REQUIREMENT.
Write out the part of the optometry hearing transcript below between "Daniel Hardiman-McCartney: That" and "That is helpful.", inclusive, copying it word for word.

Q109     Baroness Wyld: On optometry, why is that? Is it cultural? My observation as a lay person is that the tech in optometry over the last 10 years has been transformational. Are we playing catch-up in the awareness of it in the health service?

Daniel Hardiman-McCartney: That is a good point. There is a lack of understanding about what optometry can offer. There has been a lack of understanding with the investment and the diagnostics that are available in primary care optometry. It is playing catch-up, but it is policy catch-up. Often it is driven locally by people who know a secondary care ophthalmologist and an optometrist. They have done brilliant, innovative things, but because optometry is not baked-in, that expertise is not being shared within the ICBs system, and you cannot say, “Look what is happening here”. All the investments have been made. All the technology is there. It is convenient, but it is not being fully utilised.

Baroness Wyld: That is helpful.

Baroness Redfern: You mentioned co-location. Are you getting any help to achieve that co-location with GPs?

Daniel Hardiman-McCartney: I will check afterwards, but I do not believe there is any financial help.

DATA.
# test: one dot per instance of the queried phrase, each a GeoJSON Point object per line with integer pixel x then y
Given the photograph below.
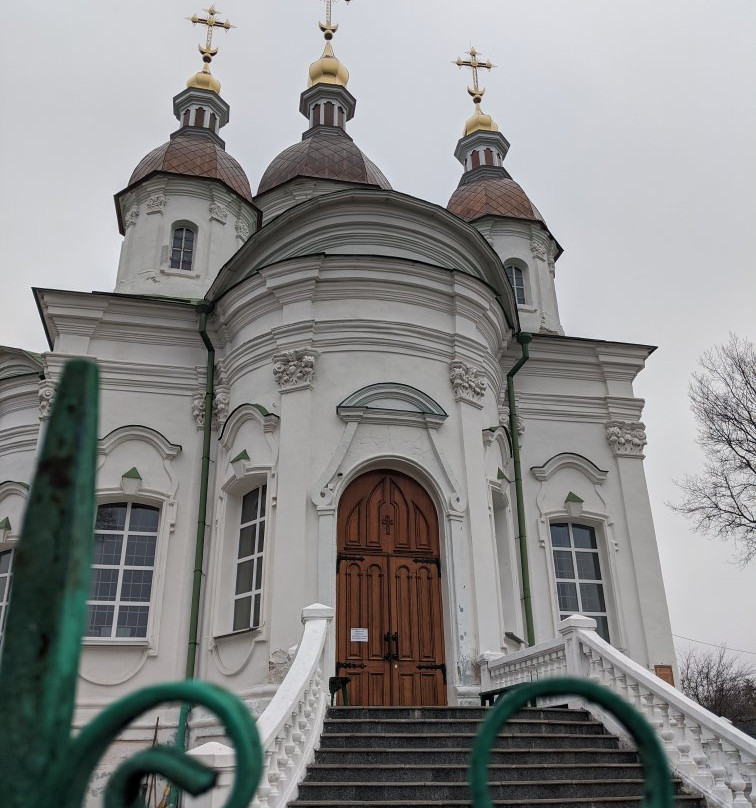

YOUR RESPONSE.
Daniel Hardiman-McCartney: That is a good point. There is a lack of understanding about what optometry can offer. There has been a lack of understanding with the investment and the diagnostics that are available in primary care optometry. It is playing catch-up, but it is policy catch-up. Often it is driven locally by people who know a secondary care ophthalmologist and an optometrist. They have done brilliant, innovative things, but because optometry is not baked-in, that expertise is not being shared within the ICBs system, and you cannot say, “Look what is happening here”. All the investments have been made. All the technology is there. It is convenient, but it is not being fully utilised.

Baroness Wyld: That is helpful.